==== Data in this exercise
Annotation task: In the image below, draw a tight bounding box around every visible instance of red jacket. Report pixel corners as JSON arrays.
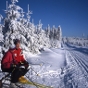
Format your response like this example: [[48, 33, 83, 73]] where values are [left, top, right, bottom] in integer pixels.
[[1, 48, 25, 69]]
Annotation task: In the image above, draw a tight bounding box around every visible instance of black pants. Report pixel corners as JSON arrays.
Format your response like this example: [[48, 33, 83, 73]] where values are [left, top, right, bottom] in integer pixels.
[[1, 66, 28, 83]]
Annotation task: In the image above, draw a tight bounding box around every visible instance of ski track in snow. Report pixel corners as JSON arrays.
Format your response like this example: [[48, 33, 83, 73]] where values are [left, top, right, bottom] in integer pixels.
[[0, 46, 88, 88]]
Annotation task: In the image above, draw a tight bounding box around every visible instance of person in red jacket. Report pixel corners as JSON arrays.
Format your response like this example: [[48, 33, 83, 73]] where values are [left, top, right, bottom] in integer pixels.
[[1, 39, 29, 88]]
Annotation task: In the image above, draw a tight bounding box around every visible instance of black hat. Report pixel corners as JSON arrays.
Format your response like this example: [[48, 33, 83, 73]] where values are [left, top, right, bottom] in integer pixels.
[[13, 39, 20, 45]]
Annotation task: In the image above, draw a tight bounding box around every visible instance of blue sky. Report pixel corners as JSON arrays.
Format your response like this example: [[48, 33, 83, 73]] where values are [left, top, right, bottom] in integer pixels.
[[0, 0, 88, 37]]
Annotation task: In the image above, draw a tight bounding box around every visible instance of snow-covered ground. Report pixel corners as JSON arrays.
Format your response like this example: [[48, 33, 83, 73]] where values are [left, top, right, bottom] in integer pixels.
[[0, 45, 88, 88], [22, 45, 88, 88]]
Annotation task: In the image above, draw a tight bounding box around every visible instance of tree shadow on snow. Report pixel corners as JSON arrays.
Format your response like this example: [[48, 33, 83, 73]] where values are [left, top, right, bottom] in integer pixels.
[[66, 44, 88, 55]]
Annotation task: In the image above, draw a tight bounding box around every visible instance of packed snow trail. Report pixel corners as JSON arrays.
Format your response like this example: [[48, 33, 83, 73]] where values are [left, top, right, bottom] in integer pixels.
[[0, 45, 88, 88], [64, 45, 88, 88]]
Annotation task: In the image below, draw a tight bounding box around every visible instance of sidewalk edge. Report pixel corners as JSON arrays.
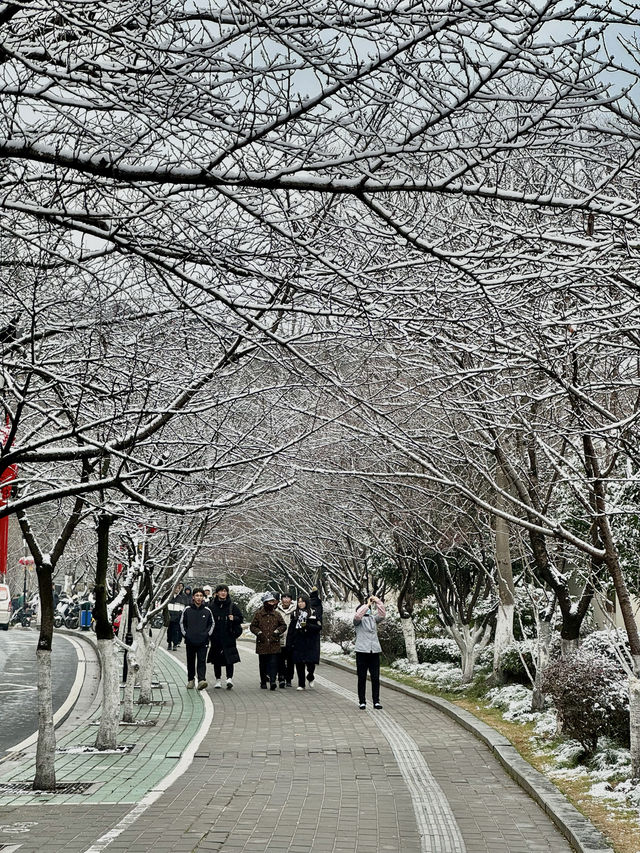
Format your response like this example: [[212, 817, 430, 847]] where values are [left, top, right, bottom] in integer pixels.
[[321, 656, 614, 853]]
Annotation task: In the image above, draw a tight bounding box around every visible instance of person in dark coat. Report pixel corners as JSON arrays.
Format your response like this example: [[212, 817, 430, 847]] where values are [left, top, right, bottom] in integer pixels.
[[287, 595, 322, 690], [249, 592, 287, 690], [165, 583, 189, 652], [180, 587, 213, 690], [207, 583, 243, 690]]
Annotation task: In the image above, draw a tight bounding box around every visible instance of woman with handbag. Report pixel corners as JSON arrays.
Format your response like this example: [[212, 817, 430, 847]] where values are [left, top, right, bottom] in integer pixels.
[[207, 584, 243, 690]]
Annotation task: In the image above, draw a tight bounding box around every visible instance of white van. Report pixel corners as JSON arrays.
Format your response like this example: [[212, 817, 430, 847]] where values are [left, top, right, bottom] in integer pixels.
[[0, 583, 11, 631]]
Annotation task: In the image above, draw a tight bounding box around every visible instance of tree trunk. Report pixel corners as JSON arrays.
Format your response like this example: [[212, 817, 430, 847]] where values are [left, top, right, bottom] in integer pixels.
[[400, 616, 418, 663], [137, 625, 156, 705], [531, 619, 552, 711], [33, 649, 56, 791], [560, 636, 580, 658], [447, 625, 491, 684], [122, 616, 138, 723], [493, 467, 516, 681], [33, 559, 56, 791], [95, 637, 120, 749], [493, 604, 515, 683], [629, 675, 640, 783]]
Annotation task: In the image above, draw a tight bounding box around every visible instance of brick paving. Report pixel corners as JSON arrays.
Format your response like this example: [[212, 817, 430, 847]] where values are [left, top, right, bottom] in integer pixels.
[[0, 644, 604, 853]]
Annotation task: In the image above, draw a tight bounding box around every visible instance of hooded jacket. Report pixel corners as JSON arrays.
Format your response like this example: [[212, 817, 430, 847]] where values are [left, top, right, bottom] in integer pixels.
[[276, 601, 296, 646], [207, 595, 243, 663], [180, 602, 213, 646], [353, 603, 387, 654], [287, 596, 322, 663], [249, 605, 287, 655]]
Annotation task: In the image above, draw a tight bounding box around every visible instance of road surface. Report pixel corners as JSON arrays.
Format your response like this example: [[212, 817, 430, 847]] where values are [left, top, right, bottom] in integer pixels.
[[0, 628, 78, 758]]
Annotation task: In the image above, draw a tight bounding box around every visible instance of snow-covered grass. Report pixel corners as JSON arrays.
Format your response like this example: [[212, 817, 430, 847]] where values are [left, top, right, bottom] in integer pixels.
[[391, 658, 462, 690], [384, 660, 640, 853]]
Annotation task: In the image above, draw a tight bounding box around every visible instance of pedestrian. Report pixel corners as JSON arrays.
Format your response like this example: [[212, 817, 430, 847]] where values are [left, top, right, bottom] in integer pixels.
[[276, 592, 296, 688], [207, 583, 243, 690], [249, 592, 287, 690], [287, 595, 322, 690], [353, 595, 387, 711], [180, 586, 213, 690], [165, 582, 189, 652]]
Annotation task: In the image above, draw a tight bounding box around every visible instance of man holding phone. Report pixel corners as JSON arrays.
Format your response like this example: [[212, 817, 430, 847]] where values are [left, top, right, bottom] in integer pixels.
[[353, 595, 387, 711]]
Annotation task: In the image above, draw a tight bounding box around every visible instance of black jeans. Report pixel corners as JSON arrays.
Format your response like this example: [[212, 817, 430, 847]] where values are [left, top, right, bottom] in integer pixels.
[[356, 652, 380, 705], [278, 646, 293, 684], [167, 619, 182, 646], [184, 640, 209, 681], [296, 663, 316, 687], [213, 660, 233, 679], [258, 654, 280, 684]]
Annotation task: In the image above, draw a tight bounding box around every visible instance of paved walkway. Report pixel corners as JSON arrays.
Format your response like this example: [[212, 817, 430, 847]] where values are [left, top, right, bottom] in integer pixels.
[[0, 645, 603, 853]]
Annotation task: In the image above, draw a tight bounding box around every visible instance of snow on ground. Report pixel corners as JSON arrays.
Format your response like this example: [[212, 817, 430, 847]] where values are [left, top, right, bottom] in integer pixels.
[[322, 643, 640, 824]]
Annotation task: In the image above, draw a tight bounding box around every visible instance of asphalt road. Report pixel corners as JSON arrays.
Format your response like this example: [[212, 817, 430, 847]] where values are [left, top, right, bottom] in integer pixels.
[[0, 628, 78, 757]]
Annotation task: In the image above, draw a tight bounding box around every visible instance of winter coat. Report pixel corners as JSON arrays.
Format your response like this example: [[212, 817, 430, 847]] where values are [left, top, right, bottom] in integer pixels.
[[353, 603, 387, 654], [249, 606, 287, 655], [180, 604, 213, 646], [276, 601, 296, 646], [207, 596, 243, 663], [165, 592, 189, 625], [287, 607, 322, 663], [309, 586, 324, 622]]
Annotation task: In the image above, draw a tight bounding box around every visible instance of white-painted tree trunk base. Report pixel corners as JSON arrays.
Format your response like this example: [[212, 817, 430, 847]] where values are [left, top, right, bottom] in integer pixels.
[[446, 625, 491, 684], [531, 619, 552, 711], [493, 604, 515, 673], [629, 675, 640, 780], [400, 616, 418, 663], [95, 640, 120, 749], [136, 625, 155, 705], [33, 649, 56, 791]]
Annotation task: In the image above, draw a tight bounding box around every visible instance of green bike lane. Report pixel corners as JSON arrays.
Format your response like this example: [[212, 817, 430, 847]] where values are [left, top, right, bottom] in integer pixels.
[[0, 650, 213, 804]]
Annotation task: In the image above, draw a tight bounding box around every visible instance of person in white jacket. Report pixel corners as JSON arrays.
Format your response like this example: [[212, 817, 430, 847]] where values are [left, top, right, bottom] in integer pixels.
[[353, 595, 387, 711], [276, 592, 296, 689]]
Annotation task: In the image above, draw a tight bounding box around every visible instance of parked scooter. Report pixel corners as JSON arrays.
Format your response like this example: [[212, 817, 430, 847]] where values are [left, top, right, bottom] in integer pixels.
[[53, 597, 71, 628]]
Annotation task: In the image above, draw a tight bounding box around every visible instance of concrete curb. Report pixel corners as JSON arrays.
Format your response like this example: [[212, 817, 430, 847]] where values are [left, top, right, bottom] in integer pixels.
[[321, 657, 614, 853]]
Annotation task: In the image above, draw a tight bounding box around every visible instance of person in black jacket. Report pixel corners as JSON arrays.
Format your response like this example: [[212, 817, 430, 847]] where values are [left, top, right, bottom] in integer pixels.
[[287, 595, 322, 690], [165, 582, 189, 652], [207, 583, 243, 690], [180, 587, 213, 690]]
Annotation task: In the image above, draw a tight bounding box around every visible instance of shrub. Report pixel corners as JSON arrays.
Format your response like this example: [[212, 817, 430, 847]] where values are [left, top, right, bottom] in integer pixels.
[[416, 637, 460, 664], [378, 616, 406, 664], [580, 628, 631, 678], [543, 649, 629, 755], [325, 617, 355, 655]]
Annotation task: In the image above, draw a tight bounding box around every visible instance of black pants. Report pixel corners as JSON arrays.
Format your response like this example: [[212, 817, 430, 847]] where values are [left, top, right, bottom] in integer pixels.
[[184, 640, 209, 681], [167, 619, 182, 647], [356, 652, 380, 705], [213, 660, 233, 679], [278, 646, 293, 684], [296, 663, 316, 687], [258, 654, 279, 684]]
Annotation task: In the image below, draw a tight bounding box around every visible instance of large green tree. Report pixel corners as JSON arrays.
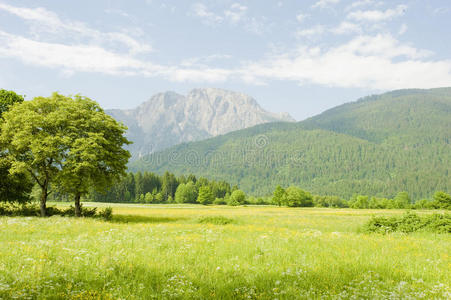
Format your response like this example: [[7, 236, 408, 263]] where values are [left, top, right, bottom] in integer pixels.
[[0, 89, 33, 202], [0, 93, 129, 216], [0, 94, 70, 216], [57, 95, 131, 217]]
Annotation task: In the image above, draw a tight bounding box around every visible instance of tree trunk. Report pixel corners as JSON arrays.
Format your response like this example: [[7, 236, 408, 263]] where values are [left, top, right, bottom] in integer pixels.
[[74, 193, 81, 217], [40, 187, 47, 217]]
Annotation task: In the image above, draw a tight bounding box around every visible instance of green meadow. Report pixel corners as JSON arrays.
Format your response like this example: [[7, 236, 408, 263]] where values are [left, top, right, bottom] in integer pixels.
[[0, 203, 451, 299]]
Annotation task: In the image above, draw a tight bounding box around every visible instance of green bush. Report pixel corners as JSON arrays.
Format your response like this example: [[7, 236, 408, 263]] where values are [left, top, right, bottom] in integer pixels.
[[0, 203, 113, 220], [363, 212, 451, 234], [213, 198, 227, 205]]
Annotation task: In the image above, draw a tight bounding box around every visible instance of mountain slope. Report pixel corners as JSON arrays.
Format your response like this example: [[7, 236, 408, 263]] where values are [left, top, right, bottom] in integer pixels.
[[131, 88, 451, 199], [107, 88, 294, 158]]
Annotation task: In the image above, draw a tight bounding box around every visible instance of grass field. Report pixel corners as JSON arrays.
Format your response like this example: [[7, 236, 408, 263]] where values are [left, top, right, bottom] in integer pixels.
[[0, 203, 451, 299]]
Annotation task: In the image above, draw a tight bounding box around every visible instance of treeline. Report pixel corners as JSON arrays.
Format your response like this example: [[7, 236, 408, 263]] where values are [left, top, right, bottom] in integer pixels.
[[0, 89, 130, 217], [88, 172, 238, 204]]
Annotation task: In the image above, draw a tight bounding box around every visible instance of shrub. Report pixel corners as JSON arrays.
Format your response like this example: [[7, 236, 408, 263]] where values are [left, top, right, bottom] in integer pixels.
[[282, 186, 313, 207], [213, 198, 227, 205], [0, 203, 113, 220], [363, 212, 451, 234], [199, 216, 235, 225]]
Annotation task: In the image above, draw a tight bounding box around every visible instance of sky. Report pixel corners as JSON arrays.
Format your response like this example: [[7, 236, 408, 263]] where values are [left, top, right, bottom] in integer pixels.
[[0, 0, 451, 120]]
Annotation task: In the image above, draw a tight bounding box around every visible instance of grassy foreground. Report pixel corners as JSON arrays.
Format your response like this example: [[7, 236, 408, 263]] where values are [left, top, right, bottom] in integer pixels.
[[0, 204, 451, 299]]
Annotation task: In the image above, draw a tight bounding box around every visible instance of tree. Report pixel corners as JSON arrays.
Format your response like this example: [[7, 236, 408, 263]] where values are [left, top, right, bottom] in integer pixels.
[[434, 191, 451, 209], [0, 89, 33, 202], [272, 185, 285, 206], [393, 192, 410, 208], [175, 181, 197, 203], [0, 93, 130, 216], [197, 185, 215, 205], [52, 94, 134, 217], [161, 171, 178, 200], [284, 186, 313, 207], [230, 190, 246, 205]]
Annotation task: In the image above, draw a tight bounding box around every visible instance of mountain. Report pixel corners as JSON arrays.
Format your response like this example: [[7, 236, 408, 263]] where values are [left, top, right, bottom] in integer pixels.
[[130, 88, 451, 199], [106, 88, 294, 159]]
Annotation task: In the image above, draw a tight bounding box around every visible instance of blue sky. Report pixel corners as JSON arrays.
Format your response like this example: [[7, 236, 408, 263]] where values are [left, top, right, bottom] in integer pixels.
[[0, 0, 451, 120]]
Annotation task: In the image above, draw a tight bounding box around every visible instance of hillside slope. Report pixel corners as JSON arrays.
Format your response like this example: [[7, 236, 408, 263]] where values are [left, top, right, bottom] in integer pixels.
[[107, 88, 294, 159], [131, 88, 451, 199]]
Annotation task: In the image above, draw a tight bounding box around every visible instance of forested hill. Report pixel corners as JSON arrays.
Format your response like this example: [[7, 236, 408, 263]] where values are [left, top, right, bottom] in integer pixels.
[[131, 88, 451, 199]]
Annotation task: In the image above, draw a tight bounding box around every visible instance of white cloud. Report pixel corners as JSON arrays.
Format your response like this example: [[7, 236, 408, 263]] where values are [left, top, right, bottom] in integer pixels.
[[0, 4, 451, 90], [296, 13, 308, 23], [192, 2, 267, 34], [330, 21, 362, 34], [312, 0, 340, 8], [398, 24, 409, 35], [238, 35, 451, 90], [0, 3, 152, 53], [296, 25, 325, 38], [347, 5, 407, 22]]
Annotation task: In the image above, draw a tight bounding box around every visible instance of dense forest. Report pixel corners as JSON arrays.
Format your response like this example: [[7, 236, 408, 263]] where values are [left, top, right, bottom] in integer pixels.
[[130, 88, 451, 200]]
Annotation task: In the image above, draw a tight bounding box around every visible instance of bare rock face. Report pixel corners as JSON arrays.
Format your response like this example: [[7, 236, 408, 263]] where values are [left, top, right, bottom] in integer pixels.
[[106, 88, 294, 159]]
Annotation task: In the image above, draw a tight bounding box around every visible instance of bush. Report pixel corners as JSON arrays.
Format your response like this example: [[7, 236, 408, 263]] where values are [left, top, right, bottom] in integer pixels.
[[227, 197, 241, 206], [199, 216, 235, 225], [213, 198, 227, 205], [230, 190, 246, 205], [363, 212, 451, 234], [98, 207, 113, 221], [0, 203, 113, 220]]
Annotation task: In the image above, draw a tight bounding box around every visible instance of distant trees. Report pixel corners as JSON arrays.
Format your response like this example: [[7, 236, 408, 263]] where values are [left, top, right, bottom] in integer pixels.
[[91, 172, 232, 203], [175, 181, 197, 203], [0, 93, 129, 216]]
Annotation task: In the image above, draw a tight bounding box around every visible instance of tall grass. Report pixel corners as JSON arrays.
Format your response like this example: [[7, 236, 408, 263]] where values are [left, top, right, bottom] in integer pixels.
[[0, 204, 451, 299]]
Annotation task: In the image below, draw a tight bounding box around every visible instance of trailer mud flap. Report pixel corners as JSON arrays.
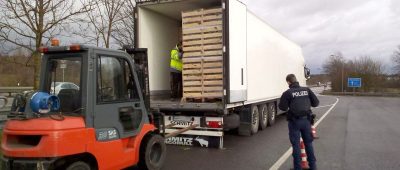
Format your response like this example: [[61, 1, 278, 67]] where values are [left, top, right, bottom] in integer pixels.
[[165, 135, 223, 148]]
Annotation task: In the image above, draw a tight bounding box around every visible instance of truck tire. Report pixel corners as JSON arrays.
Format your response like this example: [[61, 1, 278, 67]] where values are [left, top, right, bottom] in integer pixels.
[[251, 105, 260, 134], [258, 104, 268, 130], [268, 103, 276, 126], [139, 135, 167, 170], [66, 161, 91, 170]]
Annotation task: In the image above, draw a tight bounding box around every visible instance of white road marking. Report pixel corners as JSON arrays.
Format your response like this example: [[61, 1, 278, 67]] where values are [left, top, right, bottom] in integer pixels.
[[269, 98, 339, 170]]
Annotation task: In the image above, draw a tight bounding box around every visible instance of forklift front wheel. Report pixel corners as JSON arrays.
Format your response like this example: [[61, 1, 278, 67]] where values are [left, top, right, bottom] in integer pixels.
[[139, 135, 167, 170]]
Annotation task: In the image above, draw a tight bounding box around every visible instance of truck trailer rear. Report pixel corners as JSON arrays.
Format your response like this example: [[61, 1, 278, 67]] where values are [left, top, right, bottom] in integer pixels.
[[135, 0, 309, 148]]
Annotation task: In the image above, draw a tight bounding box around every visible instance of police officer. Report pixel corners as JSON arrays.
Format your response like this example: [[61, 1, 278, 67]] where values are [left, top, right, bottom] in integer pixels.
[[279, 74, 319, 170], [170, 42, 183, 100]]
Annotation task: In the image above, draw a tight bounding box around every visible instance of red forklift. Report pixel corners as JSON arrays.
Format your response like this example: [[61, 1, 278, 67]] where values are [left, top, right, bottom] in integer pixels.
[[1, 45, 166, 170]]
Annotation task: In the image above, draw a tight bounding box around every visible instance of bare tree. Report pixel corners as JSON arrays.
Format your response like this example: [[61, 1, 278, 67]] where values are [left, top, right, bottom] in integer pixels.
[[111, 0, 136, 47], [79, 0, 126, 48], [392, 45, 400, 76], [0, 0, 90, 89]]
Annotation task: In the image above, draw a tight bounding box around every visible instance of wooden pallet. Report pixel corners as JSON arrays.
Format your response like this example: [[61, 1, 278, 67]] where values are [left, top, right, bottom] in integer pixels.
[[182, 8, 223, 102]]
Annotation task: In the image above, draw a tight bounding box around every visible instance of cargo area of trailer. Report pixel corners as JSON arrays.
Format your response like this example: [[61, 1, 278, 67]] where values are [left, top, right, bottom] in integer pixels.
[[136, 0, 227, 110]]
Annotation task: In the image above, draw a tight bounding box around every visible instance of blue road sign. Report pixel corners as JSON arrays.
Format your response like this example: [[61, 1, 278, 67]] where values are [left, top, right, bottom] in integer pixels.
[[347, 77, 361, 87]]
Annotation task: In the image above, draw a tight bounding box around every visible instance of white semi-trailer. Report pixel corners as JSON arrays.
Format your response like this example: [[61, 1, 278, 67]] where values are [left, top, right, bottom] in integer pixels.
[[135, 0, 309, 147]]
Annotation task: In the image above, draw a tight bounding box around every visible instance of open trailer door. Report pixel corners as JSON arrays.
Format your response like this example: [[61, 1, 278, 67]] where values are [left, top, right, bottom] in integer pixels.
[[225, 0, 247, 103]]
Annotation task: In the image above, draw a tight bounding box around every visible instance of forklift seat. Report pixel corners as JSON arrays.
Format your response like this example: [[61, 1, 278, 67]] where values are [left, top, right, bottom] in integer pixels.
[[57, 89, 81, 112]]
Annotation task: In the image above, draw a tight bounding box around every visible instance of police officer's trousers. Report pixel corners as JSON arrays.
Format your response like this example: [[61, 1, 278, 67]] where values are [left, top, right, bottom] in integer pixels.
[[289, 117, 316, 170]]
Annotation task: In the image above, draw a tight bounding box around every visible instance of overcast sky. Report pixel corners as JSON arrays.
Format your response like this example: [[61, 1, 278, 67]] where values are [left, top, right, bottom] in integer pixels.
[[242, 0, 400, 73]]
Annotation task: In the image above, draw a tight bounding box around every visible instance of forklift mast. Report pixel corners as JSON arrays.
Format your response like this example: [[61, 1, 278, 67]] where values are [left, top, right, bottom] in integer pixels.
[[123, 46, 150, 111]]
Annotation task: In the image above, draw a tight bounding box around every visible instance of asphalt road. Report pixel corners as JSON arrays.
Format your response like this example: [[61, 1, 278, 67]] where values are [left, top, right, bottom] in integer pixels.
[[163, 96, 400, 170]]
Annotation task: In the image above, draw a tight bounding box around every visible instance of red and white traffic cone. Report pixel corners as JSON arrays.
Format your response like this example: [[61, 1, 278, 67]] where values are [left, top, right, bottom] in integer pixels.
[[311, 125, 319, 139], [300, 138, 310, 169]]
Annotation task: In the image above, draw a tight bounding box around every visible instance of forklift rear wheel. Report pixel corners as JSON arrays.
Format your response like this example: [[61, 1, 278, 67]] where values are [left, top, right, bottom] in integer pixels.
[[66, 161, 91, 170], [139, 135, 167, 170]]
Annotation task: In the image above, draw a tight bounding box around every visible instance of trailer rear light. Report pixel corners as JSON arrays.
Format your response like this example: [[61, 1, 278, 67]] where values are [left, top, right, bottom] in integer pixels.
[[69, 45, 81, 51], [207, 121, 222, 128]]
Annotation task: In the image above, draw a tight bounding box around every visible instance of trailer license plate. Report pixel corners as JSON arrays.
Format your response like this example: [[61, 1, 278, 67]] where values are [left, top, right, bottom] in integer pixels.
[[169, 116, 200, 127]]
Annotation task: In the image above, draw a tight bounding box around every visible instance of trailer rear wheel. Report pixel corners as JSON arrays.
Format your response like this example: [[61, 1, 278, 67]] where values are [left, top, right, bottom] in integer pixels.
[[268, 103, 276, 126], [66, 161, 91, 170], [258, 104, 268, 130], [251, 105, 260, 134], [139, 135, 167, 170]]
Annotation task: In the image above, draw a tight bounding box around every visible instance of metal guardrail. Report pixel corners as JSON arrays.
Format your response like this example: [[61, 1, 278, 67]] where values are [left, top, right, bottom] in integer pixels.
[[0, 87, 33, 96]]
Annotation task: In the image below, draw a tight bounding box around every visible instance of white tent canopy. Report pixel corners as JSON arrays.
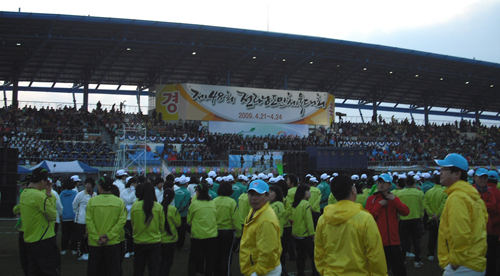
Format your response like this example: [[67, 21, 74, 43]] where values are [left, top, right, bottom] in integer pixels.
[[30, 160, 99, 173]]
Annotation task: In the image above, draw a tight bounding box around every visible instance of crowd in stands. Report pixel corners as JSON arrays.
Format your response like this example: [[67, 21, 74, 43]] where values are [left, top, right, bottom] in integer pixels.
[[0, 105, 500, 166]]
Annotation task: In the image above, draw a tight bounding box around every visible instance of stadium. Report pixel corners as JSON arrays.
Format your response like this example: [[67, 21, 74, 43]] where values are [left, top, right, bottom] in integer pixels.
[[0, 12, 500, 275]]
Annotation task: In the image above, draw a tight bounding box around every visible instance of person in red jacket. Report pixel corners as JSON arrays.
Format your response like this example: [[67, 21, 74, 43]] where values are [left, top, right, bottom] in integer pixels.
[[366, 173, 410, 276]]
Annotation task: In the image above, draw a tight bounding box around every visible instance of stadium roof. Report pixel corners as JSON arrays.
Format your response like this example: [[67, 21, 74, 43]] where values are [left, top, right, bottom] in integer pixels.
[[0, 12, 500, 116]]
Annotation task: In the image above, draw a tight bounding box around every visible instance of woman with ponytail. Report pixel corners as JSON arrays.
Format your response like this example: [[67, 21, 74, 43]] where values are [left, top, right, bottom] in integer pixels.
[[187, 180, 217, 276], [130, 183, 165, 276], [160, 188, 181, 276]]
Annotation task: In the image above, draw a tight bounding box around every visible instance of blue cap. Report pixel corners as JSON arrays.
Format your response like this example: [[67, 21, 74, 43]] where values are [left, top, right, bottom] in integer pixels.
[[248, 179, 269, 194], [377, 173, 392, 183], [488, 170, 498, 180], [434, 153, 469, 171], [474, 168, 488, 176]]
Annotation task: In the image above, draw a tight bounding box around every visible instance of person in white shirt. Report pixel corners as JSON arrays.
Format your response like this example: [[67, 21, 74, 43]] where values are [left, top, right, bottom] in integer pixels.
========
■ What you have to do: Rewrite the material from the line containing "tall grass. Report pixel corners as JSON arrays." up to and including the line containing "161, 91, 170]]", changing "truck tire" to "truck wheel" and keeping everything else the same. Leave the pictures out of your answer.

■ Worked answer:
Annotation task: In the image above, draw a tight bounding box around every visible instance of tall grass. Report pixel corners as JSON arrays.
Format your response like this example: [[7, 236, 408, 263]] where values are [left, top, right, bottom] in integer pixels.
[[0, 204, 451, 299]]
Annotation task: In the image below, draw a tight bounding box around every visible instance of trailer mud flap. Report pixel corners as JSON arrays.
Format your response like this example: [[61, 1, 278, 67]] where values are [left, top, right, bottom] in integer pixels.
[[165, 135, 223, 148]]
Annotation task: In the image above, draw a tight bounding box around every visible instance of truck wheel. Report pixel corners as JSON arrays.
Format your response like this example: [[61, 1, 278, 67]] where values are [left, top, right, bottom] in integer pixels.
[[251, 105, 260, 134], [258, 104, 268, 130], [268, 103, 276, 126], [139, 135, 167, 170], [66, 161, 91, 170]]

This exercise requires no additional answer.